• **Directions**: Take the lines from the one containing "Target: seated woman" through the final line below and restate them exactly. Omit the pictures.

• **Stored rows**:
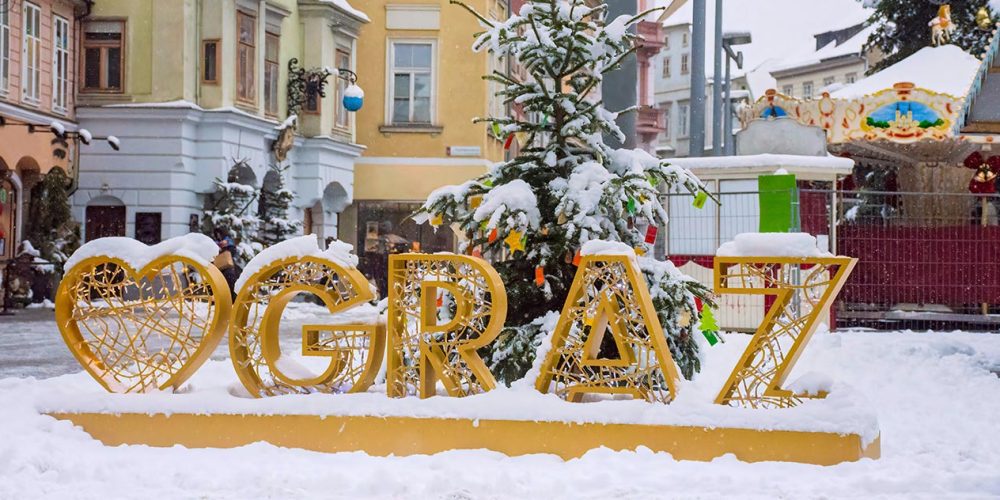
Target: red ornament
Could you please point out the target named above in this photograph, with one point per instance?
(651, 234)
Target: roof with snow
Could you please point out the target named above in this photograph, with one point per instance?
(781, 30)
(946, 69)
(852, 46)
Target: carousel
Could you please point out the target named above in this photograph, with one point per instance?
(919, 208)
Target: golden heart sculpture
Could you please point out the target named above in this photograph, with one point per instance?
(148, 318)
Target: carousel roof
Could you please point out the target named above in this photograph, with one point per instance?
(946, 69)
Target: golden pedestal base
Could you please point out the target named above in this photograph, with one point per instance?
(399, 436)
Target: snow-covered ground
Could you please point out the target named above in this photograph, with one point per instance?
(937, 395)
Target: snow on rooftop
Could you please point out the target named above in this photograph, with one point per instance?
(781, 29)
(343, 5)
(831, 50)
(765, 161)
(946, 69)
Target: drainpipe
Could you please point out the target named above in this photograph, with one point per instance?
(717, 105)
(696, 141)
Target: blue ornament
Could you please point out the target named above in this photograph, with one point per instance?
(354, 98)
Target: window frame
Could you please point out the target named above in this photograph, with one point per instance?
(275, 65)
(391, 81)
(34, 98)
(102, 87)
(60, 79)
(5, 38)
(217, 54)
(251, 98)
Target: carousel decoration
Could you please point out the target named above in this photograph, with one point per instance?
(984, 181)
(609, 296)
(941, 26)
(803, 289)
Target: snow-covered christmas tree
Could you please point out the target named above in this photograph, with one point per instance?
(230, 210)
(272, 209)
(532, 214)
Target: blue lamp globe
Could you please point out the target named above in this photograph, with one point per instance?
(354, 97)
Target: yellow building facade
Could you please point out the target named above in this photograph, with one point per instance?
(423, 89)
(196, 88)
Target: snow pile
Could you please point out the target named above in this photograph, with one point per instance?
(767, 160)
(195, 246)
(515, 197)
(946, 69)
(772, 245)
(301, 246)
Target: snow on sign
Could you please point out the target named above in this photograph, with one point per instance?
(144, 318)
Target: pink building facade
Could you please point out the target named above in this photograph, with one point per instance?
(38, 75)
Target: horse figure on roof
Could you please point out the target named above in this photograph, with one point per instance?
(941, 26)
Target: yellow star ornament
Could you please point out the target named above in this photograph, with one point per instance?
(515, 241)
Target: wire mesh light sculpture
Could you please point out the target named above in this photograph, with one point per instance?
(803, 290)
(442, 308)
(355, 350)
(609, 295)
(142, 330)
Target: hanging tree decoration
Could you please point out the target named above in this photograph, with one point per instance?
(564, 186)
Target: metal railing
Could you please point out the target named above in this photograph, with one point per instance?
(925, 259)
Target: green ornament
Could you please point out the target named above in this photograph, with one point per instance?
(710, 336)
(700, 199)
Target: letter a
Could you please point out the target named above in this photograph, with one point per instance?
(609, 296)
(432, 337)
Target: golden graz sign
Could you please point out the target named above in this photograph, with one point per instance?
(138, 330)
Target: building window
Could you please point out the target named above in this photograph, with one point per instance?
(32, 53)
(60, 63)
(210, 61)
(246, 55)
(102, 56)
(4, 50)
(411, 83)
(684, 112)
(666, 122)
(271, 72)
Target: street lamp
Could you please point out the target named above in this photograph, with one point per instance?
(728, 41)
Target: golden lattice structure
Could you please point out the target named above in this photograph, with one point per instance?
(803, 290)
(442, 308)
(355, 350)
(142, 330)
(609, 295)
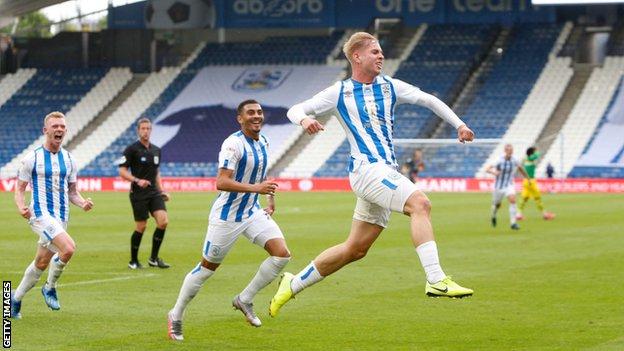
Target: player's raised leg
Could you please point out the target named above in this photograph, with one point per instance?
(162, 220)
(267, 272)
(29, 280)
(193, 282)
(66, 247)
(361, 238)
(513, 212)
(418, 207)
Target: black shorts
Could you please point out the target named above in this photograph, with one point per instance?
(143, 206)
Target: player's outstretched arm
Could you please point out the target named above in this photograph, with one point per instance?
(464, 134)
(164, 194)
(77, 199)
(492, 170)
(523, 172)
(297, 115)
(20, 189)
(270, 209)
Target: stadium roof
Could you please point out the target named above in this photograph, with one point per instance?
(10, 9)
(14, 8)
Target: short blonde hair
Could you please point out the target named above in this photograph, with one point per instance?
(55, 114)
(356, 42)
(141, 121)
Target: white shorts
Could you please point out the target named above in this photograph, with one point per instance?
(221, 235)
(380, 189)
(47, 227)
(499, 194)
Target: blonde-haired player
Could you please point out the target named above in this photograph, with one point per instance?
(51, 172)
(365, 106)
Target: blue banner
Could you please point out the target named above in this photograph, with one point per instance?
(496, 11)
(279, 13)
(324, 13)
(354, 14)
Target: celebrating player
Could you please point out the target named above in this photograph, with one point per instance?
(365, 105)
(51, 172)
(505, 170)
(241, 177)
(146, 194)
(529, 186)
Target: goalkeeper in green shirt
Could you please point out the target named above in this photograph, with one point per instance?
(529, 186)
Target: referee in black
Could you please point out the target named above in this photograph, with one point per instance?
(139, 165)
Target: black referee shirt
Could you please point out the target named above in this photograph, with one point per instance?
(143, 164)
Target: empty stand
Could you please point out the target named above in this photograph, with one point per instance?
(46, 91)
(81, 114)
(604, 154)
(584, 117)
(13, 82)
(499, 100)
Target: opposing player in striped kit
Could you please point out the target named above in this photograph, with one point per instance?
(505, 170)
(51, 172)
(236, 211)
(364, 105)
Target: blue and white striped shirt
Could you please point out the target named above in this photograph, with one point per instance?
(366, 112)
(248, 159)
(49, 175)
(507, 168)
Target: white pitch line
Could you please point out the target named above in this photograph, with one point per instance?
(74, 273)
(96, 281)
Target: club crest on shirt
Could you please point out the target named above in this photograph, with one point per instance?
(371, 108)
(385, 89)
(215, 250)
(255, 79)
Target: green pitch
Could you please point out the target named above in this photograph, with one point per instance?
(551, 285)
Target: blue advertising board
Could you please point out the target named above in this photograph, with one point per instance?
(278, 13)
(345, 13)
(131, 16)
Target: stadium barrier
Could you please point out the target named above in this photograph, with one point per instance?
(458, 185)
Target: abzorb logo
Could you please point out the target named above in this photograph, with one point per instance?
(6, 314)
(258, 79)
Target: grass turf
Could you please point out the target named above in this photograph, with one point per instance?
(551, 285)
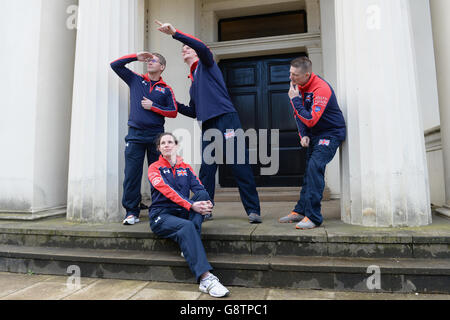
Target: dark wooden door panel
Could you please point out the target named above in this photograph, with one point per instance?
(258, 88)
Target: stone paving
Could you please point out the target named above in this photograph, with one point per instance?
(44, 287)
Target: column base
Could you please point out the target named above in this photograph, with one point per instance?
(33, 216)
(444, 211)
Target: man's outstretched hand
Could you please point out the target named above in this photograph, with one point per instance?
(144, 56)
(203, 207)
(166, 28)
(147, 104)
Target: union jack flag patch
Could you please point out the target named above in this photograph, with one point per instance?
(162, 90)
(182, 172)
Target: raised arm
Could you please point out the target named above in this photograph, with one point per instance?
(204, 53)
(119, 65)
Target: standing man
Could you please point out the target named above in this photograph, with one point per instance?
(151, 99)
(211, 104)
(322, 130)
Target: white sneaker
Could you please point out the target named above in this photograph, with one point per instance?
(212, 286)
(130, 220)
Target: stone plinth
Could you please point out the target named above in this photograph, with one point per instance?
(383, 162)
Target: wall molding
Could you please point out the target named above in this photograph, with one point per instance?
(267, 45)
(433, 140)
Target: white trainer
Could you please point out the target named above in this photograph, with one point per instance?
(130, 220)
(212, 286)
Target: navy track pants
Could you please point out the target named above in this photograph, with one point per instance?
(138, 144)
(320, 152)
(242, 172)
(185, 228)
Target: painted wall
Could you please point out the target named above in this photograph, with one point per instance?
(36, 87)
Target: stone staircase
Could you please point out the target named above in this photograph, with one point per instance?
(334, 257)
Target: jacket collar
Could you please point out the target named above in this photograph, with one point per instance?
(308, 84)
(164, 160)
(193, 67)
(160, 81)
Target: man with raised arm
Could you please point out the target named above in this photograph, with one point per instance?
(151, 99)
(211, 104)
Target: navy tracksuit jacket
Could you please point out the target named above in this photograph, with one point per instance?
(211, 104)
(170, 213)
(144, 127)
(318, 117)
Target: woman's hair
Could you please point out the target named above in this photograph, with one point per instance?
(158, 139)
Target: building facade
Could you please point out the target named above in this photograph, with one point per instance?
(63, 137)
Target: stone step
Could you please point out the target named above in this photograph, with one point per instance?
(320, 273)
(33, 216)
(236, 237)
(266, 194)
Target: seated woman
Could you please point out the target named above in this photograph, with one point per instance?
(173, 215)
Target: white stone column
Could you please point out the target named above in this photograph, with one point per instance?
(37, 58)
(384, 175)
(441, 32)
(107, 30)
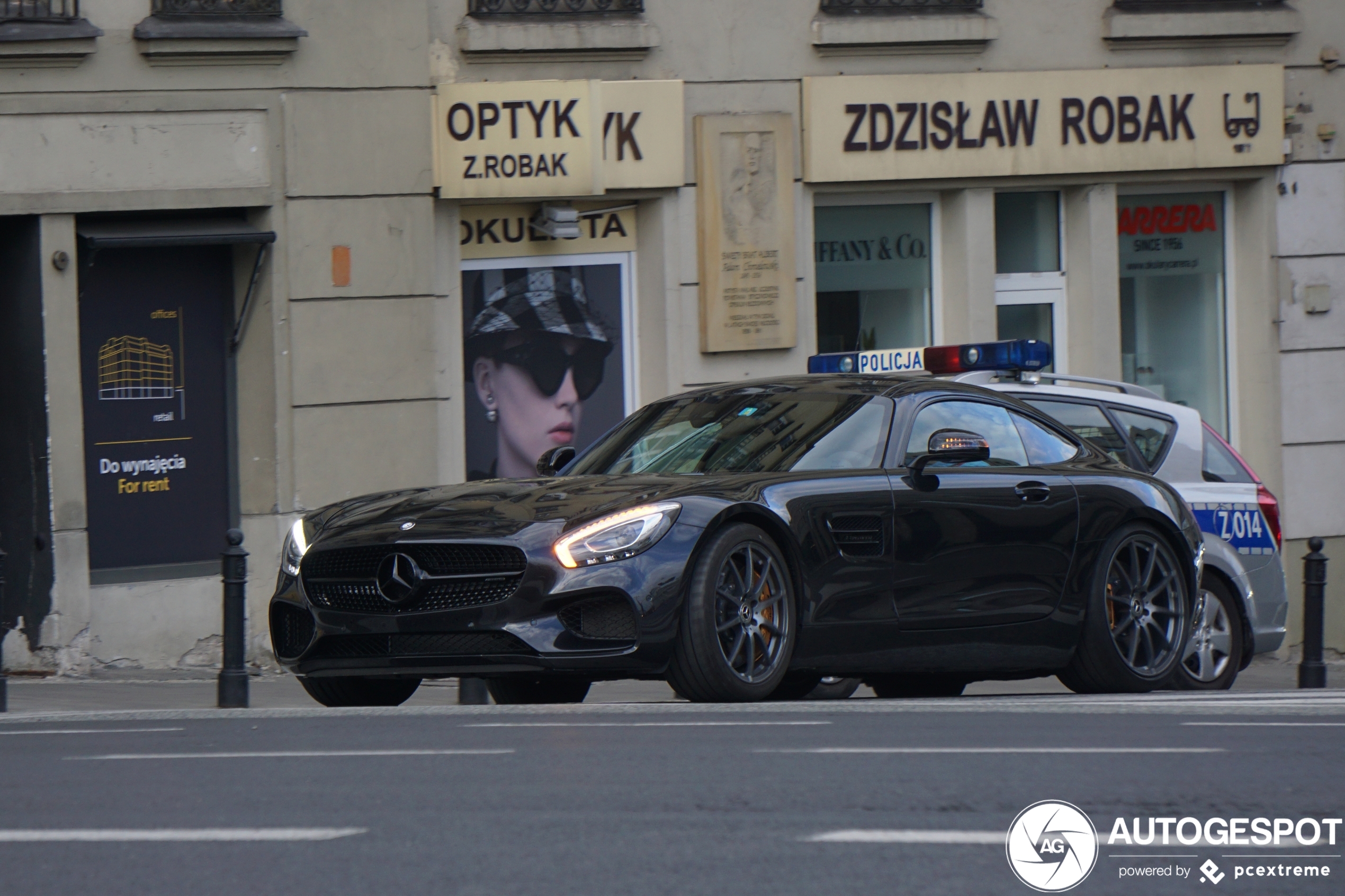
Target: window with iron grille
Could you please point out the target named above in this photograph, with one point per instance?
(217, 7)
(900, 6)
(552, 7)
(39, 10)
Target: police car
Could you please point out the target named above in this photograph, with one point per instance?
(1243, 601)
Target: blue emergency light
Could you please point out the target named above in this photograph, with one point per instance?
(1007, 355)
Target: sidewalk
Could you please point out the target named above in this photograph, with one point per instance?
(170, 690)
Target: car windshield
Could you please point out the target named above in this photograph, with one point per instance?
(747, 432)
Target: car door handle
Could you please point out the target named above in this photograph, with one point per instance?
(1032, 491)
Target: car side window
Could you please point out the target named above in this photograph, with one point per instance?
(989, 421)
(856, 444)
(1043, 445)
(1087, 421)
(1149, 435)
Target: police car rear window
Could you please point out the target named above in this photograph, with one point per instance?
(1221, 465)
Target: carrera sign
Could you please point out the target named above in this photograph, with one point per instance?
(998, 124)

• **Solution for this exercise**:
Target: seated woman
Could you please point out the target named above in this photograph, with one point per instance?
(173, 215)
Target: white stone column
Could you please point out the target named above in this photograph, with one point per instance?
(37, 58)
(384, 175)
(441, 32)
(107, 30)
Target: window with iron grille
Could you please point out the target named above in this photograph, with one point per instance?
(217, 7)
(900, 6)
(552, 7)
(39, 10)
Target: police car
Could you please point out the target named above in this photograph, with one point per instance?
(1243, 601)
Target: blue emergency light
Could you please point out the target named above in this photograph, with one point per instance?
(1007, 355)
Target: sidewalk
Could you please point out the target named above in this photograph, with one point per instance?
(170, 690)
Target: car windshield
Could you please point out the target named above in this photograph, with one point per instance?
(747, 432)
Target: car door handle
Could you please point out the target named above in this photograph, with one point per instance?
(1032, 491)
Target: car side window
Could you please point out the target named above in this photograph, with one point per instance?
(989, 421)
(856, 444)
(1043, 445)
(1087, 421)
(1149, 435)
Target: police car rear window
Could you please point out the target named above in this photograph, with one point per instance?
(1221, 465)
Target: carrera sign
Could you please point out the target named above in this photograph, with one point per instance?
(998, 124)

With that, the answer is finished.